>> start DATA SHOWN

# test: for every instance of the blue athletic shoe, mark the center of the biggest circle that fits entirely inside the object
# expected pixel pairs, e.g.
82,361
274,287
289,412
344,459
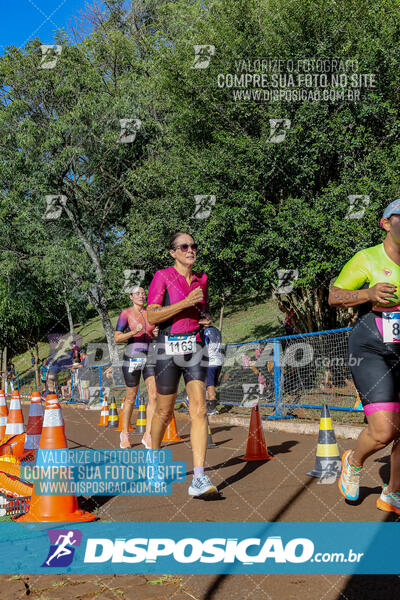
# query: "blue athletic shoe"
202,486
349,481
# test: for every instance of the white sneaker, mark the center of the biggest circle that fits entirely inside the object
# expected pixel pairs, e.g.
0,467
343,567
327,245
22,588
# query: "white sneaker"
389,502
202,486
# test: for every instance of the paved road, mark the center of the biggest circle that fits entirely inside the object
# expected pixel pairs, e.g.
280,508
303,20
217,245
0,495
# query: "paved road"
278,490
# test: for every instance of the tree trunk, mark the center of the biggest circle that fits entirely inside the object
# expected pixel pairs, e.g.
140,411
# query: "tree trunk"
69,315
4,366
97,296
37,360
221,315
98,300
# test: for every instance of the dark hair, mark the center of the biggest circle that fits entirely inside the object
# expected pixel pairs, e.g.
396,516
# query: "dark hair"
175,236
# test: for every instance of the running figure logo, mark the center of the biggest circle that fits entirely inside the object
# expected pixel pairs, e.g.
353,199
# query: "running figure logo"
61,553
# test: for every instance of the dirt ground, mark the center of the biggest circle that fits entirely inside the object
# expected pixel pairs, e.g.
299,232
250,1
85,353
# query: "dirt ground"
277,490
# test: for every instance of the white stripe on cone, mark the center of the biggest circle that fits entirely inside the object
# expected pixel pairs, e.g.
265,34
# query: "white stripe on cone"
35,410
14,428
32,441
53,418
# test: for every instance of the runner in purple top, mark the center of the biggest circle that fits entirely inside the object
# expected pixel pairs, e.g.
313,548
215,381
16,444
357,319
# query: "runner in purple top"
178,303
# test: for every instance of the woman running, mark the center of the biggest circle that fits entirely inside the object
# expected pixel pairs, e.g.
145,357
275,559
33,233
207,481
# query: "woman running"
134,328
372,278
178,301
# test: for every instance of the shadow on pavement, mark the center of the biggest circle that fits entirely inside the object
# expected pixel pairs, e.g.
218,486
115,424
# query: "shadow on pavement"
219,579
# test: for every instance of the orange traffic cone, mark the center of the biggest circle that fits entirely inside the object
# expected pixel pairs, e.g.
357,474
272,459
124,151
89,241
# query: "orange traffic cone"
54,508
13,445
113,415
256,446
104,413
15,420
121,412
35,422
3,414
171,433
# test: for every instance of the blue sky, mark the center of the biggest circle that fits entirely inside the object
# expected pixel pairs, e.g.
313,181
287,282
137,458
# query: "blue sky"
22,20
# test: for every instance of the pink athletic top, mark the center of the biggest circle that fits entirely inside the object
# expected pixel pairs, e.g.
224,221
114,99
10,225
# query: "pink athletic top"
169,287
128,320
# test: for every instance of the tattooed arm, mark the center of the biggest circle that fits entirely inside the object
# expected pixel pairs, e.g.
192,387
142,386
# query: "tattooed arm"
381,293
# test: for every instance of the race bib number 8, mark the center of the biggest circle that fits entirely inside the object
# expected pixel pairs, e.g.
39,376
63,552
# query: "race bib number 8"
391,327
180,344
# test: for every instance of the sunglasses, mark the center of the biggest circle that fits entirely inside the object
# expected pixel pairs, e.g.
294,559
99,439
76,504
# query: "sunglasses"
185,247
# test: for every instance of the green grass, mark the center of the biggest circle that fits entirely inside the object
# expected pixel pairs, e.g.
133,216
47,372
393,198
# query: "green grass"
257,321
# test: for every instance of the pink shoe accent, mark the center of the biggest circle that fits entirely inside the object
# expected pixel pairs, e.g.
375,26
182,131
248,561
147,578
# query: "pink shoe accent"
377,406
124,440
145,444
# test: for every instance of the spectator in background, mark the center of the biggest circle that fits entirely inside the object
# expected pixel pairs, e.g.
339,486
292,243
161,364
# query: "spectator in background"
84,377
10,374
290,321
52,378
43,373
67,389
212,338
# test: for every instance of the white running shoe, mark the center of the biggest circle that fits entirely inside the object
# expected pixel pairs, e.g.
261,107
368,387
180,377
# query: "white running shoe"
349,480
389,502
202,486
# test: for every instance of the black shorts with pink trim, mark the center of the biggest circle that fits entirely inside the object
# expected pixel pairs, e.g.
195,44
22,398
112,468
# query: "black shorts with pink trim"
374,365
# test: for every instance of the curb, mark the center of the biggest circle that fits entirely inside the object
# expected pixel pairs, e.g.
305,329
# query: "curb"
341,431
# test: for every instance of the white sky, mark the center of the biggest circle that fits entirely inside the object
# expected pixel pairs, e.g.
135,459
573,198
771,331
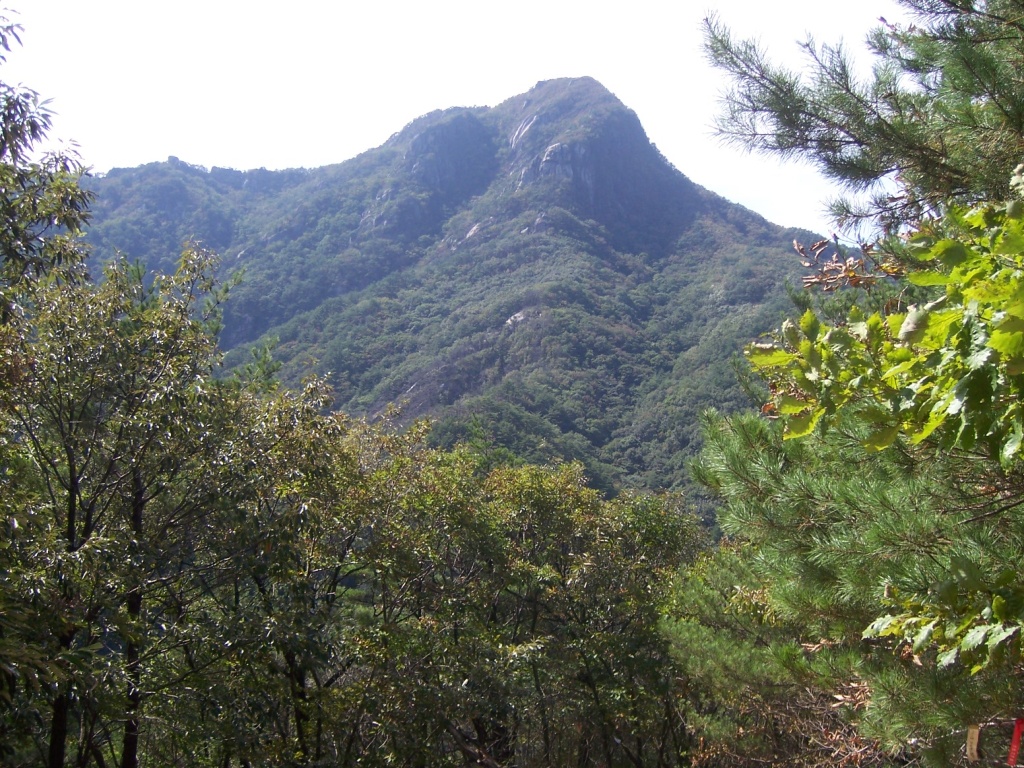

>> end DATA SHOWN

** TASK TO COMPLETE **
Count the lines in the listing that contain the string "tree", with case counting, and reply with the number alone.

** EXERCISE SOLUTION **
2